== Segment start ==

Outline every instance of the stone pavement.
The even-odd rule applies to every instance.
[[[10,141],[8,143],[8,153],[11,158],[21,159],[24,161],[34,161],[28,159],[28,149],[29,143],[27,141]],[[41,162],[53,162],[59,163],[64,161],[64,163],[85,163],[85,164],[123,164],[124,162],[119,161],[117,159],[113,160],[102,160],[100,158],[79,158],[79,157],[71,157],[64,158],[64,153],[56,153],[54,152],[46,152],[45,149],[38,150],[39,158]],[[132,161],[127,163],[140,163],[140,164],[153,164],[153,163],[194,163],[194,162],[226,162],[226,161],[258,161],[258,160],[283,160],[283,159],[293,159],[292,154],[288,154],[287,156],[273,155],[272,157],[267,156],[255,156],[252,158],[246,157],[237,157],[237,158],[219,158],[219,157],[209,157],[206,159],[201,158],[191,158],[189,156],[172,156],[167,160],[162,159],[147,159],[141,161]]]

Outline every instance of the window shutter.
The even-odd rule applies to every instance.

== Segment end ==

## [REQUIREMENT]
Copy whichever lines in the listing above contain the word "Outline".

## [ANSWER TO THE PROBLEM]
Outline every instance of the stone pavement.
Outline every instance of the window shutter.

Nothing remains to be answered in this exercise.